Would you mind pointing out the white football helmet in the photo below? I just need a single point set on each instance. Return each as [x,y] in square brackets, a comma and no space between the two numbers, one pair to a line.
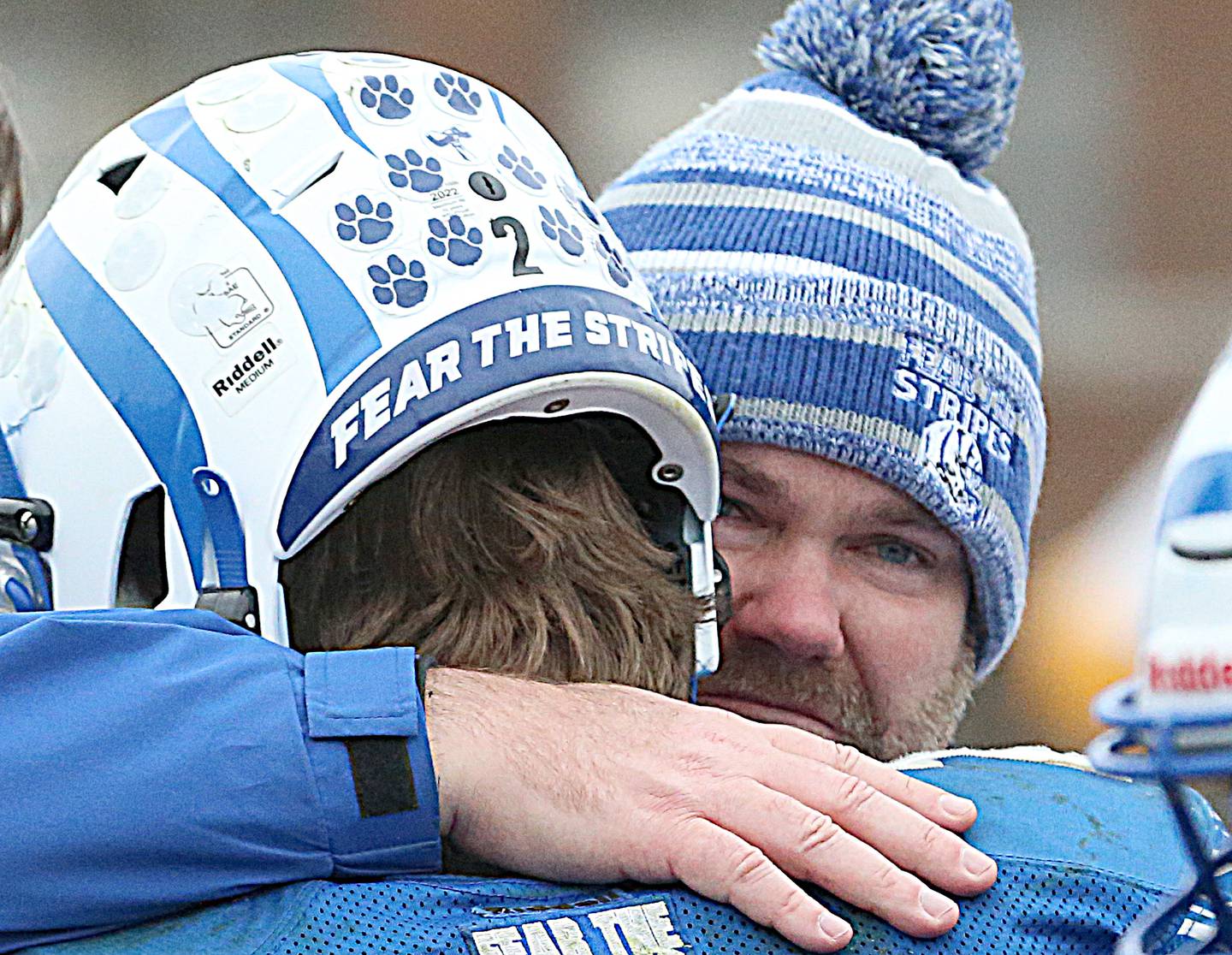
[1175,717]
[270,290]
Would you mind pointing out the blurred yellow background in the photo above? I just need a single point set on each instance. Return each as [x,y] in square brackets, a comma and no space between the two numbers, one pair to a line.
[1117,165]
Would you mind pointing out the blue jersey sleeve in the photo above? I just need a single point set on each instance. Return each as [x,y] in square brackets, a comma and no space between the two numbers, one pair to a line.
[154,759]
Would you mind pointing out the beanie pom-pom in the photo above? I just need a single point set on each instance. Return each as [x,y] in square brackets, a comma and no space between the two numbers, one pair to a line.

▶ _What you should do_
This exercise calls for the records to be given again exactly, without the images.

▶ _Answer below_
Would you mind pointing out the white football helmet in the photo below? I just need a single point set on each instance. Return each as [x,y] in square brackets, a comma and no space between the two numbers, one pair to a line.
[1175,717]
[270,290]
Would you mind pointing out the blurred yellow background in the photo above? I just need a single point set on each instance. Return each as [x,y] in square brackets, a comma and no space between the two numbers, one pair to a line.
[1117,165]
Would you mind pointing out the blue jersey sleeve in the photo above? I just need a single point set on each instance. Return each as [x,y] in square brackets, a comma and no space between the two numbers, one pair to a line.
[154,759]
Would you mind pointing out the beanie pom-pom in the photo above? I just need a single point set on each instance. Return each as [x,y] in square brackets, a comma and no space between the two numbers, one pair to a line.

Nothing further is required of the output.